GIVEN TEXT
·····
What an appalling fact. An independent worker or self-employed person loses about $6k per year in unpaid wages. For a group that makes about $25k a year that’s a huge chunk of cash to have floating out there. Gosh, that’s a little more 20% of the annual salary. Not good.
I’m really into behavioral decision theory which basically means the study of how we decide things. It is fascinating, and quite humbling. You know, we think we have these logical, rational reasons for doing things. Well, phooey.
We are at the mercy of a poop-storm of internal and external influences that mostly happen on a subconscious level. Your fears, family, friends, university, values and intuition all play a part in how you think and act. Check out this video by behavioral economist, Dan Ariely who was inspired by his own life to study decisions.
Dan Ariely, TED Talk
Realizing that our thoughts and decisions are like a willow in the wind- we go back and forth- is both scary and hopeful. Let’s put this knowledge to good use in your business, shall we?
Watching the video I was immediately struck by how this new idea could help you as a coach, freelancer or small business person. People will cheat a little as the experiments proved. But they can be influenced not to cheat by being reminded of their better self.
How to Train Your Client to Pay
The easiest way to get clients to pay is to hold up a shining example and ask them to be it. Simple and effective. Now what the heck does that mean?
Tell clients what you expect as part of your client embrace I highly recommend that you include paying you on time as one of the expectations. Remember in the video- people who were asked to recall the 10 Commandments didn’t cheat afterwards. And that students who didn’t identify with the cheater (he didn’t wear their sweatshirt) didn’t cheat.
Your goal is to remind your clients that they are good and not the kind of person who would be a deadbeat.
Personally, I believe most people are good and want to do the right thing but get tempted. We’re human, right? I saw this so often as a business mediator. People want to do what’s right but aren’t sure what that is in any given situation. My job was to help parties create options, look at them realistically and choose the best one.
Your job as the leader of the conversation with clients, the thought leader, is to do something very similar. You want to share with your clients the best way to work with you and why that matters for them. That includes how and when to pay you; how to talk about delays in payments and what happens- to you and them- if payments aren’t made. How do you do it? Set expectations & Ask!
·····
Labeled-object pointing rows
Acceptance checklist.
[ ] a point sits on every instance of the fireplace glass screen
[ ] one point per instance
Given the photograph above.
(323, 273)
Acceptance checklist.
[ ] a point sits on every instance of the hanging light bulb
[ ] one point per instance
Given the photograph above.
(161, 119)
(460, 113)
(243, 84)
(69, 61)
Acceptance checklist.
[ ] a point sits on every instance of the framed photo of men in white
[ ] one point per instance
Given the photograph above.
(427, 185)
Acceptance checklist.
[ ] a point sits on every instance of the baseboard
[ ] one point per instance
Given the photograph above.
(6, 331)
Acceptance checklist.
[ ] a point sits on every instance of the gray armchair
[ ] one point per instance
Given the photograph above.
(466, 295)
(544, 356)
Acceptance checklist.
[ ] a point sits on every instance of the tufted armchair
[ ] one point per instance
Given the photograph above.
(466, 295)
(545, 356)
·····
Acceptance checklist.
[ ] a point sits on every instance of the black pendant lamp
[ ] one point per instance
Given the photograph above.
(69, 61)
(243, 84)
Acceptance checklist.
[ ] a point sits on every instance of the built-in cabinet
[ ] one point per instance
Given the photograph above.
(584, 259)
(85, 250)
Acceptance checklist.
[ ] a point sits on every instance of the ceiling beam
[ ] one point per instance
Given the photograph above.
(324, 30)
·····
OBJECTIVE A
Please rewrite the stretch of the article from "What an appalling" through "to study decisions.", swapping "phooey" for "nonsense".
OBJECTIVE B
According to the article, how much does an independent worker or self-employed person lose each year in unpaid wages?
These rows come from a different source than the article.

FULL ANSWER A
What an appalling fact. An independent worker or self-employed person loses about $6k per year in unpaid wages. For a group that makes about $25k a year that’s a huge chunk of cash to have floating out there. Gosh, that’s a little more 20% of the annual salary. Not good.
I’m really into behavioral decision theory which basically means the study of how we decide things. It is fascinating, and quite humbling. You know, we think we have these logical, rational reasons for doing things. Well, nonsense.
We are at the mercy of a poop-storm of internal and external influences that mostly happen on a subconscious level. Your fears, family, friends, university, values and intuition all play a part in how you think and act. Check out this video by behavioral economist, Dan Ariely who was inspired by his own life to study decisions.

FULL ANSWER B
About $6k per year.